== DATASET EXTRACT ==

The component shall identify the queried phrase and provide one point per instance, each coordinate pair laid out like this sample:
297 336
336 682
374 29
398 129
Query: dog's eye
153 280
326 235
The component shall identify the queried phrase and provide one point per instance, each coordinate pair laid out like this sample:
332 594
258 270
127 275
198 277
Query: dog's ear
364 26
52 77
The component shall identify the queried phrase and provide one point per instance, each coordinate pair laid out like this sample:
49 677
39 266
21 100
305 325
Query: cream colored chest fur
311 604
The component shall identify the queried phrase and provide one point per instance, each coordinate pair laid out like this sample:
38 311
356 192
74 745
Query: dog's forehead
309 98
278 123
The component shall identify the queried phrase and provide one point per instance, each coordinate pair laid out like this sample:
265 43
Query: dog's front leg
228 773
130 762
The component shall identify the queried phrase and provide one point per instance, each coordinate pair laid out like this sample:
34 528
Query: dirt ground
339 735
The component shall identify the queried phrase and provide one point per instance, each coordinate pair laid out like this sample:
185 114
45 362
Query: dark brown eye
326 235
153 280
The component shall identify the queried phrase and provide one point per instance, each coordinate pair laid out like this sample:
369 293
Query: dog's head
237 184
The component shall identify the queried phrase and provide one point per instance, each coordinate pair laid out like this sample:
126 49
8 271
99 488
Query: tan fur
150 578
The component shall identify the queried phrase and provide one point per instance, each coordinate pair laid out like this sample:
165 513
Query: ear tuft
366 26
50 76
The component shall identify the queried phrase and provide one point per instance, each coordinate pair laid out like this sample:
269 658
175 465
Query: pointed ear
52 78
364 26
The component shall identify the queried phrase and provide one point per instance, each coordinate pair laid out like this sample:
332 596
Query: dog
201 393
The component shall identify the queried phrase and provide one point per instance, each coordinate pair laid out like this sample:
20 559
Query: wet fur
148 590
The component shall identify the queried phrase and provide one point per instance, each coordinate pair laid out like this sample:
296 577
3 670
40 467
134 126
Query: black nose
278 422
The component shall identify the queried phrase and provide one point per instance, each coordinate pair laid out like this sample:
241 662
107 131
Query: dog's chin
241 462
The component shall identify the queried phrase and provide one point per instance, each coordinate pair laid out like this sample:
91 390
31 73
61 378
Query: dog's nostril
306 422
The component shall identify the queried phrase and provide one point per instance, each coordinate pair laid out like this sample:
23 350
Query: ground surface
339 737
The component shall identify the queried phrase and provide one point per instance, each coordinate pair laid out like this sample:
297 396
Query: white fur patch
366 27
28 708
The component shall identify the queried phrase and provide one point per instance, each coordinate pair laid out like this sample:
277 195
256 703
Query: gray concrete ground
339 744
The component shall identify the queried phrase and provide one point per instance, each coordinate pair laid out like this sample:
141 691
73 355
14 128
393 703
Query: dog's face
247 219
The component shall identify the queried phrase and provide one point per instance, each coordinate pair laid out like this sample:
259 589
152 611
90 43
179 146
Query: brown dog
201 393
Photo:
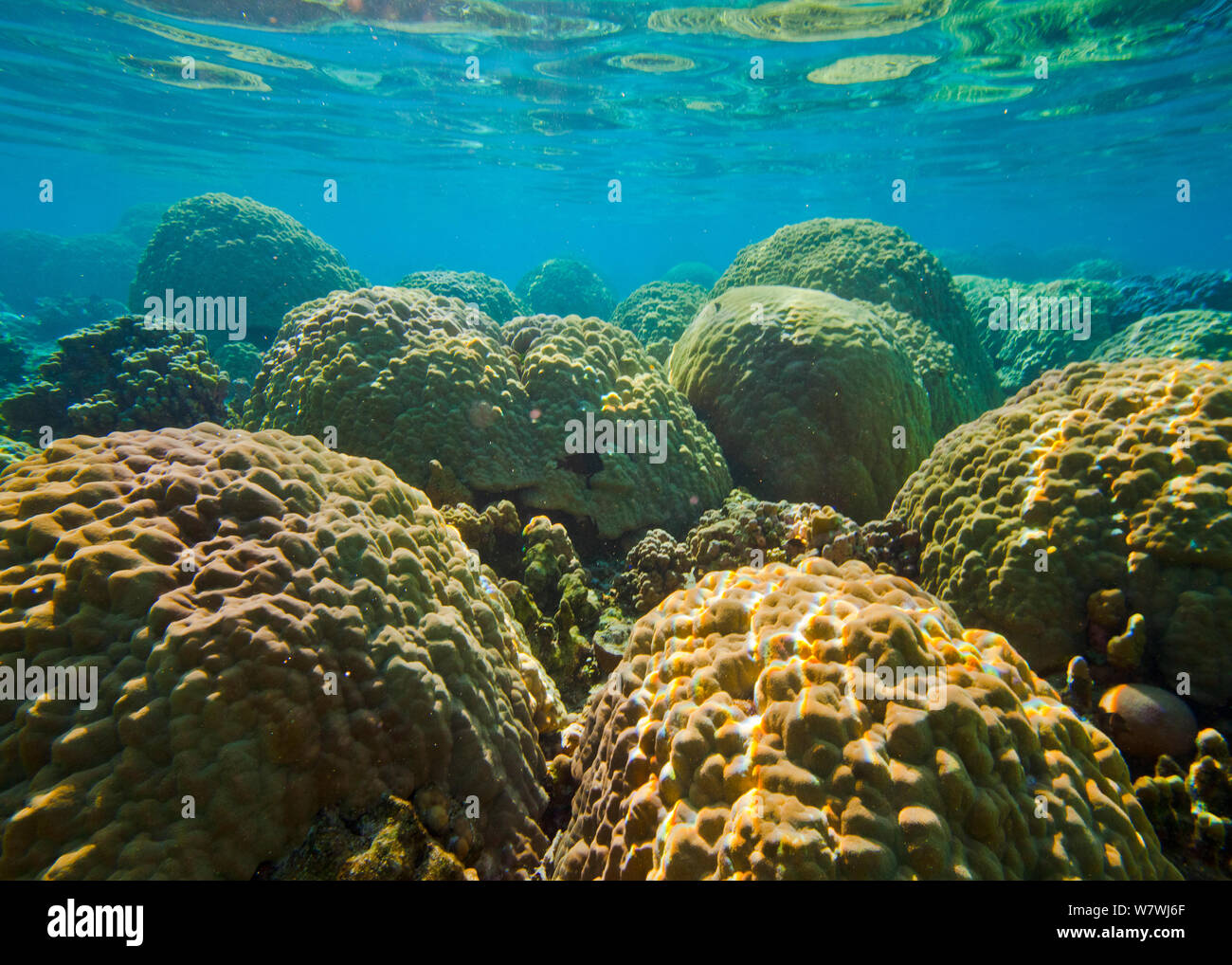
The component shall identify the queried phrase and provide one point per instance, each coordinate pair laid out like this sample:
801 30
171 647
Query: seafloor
828 565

===

Extract each line of the data above that contains the string "brown", treating uppercase and lowercase as different.

* FINISHED ANSWER *
Query: dark brown eye
Query: brown dog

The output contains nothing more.